### Prompt
Everything in the records should be repeated exactly, down to the last character.

### Record excerpts
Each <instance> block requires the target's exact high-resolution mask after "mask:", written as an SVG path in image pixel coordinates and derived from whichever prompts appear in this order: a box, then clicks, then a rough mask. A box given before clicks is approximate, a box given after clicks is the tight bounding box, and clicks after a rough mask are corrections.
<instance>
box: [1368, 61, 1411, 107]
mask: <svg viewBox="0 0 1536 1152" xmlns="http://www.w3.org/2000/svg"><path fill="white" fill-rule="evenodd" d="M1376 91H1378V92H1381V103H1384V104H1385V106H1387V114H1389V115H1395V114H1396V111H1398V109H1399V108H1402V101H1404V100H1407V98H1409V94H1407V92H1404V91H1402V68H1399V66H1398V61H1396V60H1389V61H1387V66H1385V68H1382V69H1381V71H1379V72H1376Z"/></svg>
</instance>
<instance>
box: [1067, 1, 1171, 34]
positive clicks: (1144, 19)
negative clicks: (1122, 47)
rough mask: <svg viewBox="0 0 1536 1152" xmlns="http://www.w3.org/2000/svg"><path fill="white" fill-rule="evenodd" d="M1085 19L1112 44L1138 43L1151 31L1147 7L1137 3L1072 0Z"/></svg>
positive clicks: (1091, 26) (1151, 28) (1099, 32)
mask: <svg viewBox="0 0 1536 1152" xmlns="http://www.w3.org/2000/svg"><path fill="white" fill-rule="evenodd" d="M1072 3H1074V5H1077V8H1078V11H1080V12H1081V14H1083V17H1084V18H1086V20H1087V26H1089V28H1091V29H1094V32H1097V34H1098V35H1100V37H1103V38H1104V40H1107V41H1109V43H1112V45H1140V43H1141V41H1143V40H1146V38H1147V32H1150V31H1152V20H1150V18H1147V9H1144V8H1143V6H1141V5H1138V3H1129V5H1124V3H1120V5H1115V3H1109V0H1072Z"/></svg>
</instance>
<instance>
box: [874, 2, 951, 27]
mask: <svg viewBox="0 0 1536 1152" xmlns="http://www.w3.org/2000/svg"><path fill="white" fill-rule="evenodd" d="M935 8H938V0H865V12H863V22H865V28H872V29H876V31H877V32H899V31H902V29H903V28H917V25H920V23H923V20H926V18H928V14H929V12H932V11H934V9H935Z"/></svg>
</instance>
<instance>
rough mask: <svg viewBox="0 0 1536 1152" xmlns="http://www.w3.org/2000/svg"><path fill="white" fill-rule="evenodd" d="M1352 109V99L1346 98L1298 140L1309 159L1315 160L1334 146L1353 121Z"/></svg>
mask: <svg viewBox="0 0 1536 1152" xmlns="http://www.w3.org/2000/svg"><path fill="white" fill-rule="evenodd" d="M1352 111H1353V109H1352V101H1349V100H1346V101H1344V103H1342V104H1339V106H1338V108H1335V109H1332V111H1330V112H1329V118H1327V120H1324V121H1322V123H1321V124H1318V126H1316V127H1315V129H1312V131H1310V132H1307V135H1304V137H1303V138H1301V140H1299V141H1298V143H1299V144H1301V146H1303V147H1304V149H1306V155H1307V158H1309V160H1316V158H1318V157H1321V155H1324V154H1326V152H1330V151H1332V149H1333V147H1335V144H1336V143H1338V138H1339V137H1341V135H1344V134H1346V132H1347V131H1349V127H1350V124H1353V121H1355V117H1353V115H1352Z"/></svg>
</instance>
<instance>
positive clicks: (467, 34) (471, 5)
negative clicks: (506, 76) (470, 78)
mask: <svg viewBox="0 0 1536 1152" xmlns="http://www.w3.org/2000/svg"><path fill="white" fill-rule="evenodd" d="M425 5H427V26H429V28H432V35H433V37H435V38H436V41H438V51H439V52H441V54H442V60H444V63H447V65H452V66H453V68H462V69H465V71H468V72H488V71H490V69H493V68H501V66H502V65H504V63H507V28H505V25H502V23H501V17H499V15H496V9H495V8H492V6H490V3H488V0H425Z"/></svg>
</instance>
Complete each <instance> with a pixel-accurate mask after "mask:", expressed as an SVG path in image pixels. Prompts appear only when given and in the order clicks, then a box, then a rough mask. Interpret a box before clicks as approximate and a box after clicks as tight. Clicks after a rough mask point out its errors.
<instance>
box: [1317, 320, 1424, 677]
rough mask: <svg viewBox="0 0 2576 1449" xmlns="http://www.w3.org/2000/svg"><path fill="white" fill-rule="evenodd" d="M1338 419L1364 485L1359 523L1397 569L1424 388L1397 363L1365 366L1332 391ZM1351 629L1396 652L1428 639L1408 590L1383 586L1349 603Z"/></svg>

### Answer area
Each <instance> block requires the target's exact high-resolution mask after "mask:", written as an SVG path in image pixel coordinates and derived from whichever prompts appear in this order: a box, then clicks, then a rough mask. A box given before clicks is approximate, a box given after clicks is the tight bounding box, and clicks after a rough mask are corrections.
<instance>
box: [1368, 61, 1411, 107]
mask: <svg viewBox="0 0 1536 1152" xmlns="http://www.w3.org/2000/svg"><path fill="white" fill-rule="evenodd" d="M1376 91H1378V92H1381V103H1384V104H1385V106H1387V114H1389V115H1395V114H1396V111H1398V109H1399V108H1402V101H1404V100H1407V98H1409V94H1407V92H1404V91H1402V68H1399V66H1398V61H1396V60H1389V61H1387V66H1385V68H1382V69H1381V71H1379V72H1376Z"/></svg>
</instance>
<instance>
box: [1067, 1, 1171, 34]
positive clicks: (1144, 19)
negative clicks: (1122, 47)
rough mask: <svg viewBox="0 0 1536 1152" xmlns="http://www.w3.org/2000/svg"><path fill="white" fill-rule="evenodd" d="M1085 19L1112 44L1138 43L1151 31L1147 7L1137 3L1072 0Z"/></svg>
positive clicks: (1091, 26) (1151, 28) (1099, 32)
mask: <svg viewBox="0 0 1536 1152" xmlns="http://www.w3.org/2000/svg"><path fill="white" fill-rule="evenodd" d="M1072 3H1074V5H1077V8H1078V11H1080V12H1081V14H1083V17H1084V18H1086V20H1087V26H1089V28H1091V29H1094V32H1097V34H1098V35H1100V37H1103V38H1104V40H1107V41H1109V43H1112V45H1140V43H1141V41H1143V40H1146V38H1147V32H1150V31H1152V20H1150V18H1147V9H1144V8H1143V6H1141V5H1138V3H1129V5H1124V3H1120V5H1115V3H1109V0H1072Z"/></svg>
</instance>
<instance>
box: [874, 2, 951, 27]
mask: <svg viewBox="0 0 1536 1152" xmlns="http://www.w3.org/2000/svg"><path fill="white" fill-rule="evenodd" d="M935 8H938V0H865V12H863V22H865V28H872V29H876V31H877V32H899V31H902V29H903V28H917V25H920V23H923V20H926V18H928V14H929V12H932V11H934V9H935Z"/></svg>
</instance>
<instance>
rough mask: <svg viewBox="0 0 1536 1152" xmlns="http://www.w3.org/2000/svg"><path fill="white" fill-rule="evenodd" d="M1352 109V99L1346 98L1298 140L1309 159L1315 160L1334 146L1353 121Z"/></svg>
mask: <svg viewBox="0 0 1536 1152" xmlns="http://www.w3.org/2000/svg"><path fill="white" fill-rule="evenodd" d="M1352 111H1353V109H1352V101H1349V100H1346V101H1344V103H1342V104H1339V106H1338V108H1335V109H1332V111H1330V112H1329V118H1327V120H1324V121H1322V123H1321V124H1318V126H1316V127H1315V129H1312V131H1310V132H1307V135H1304V137H1303V138H1301V140H1299V141H1298V143H1299V144H1301V146H1303V147H1304V149H1306V155H1307V158H1309V160H1316V158H1318V157H1321V155H1324V154H1326V152H1330V151H1332V149H1333V147H1335V144H1336V143H1338V138H1339V137H1341V135H1344V134H1346V132H1347V131H1349V127H1350V124H1353V121H1355V117H1353V115H1352Z"/></svg>
</instance>
<instance>
positive clicks: (467, 34) (471, 5)
negative clicks: (506, 76) (470, 78)
mask: <svg viewBox="0 0 1536 1152" xmlns="http://www.w3.org/2000/svg"><path fill="white" fill-rule="evenodd" d="M425 5H427V26H429V28H432V35H433V37H435V38H436V41H438V51H439V52H441V54H442V60H444V63H447V65H452V66H453V68H462V69H465V71H468V72H488V71H490V69H493V68H501V66H502V65H504V63H507V28H505V25H502V23H501V17H499V15H496V9H495V8H492V6H490V3H488V0H425Z"/></svg>
</instance>
Complete each <instance> with a pixel-accurate mask after "mask:", expressed as an SVG path in image pixels. Prompts appear only when given and in the order clicks, then a box, then a rough mask. Interpret a box before clicks as approximate and a box after clicks as tight. Clicks after a rough mask point out its errors.
<instance>
box: [1317, 320, 1424, 677]
rough mask: <svg viewBox="0 0 2576 1449" xmlns="http://www.w3.org/2000/svg"><path fill="white" fill-rule="evenodd" d="M1338 419L1364 485L1359 523L1397 569L1424 388L1397 363L1365 366L1332 391ZM1351 629L1396 652L1428 639L1408 590L1383 586L1349 603Z"/></svg>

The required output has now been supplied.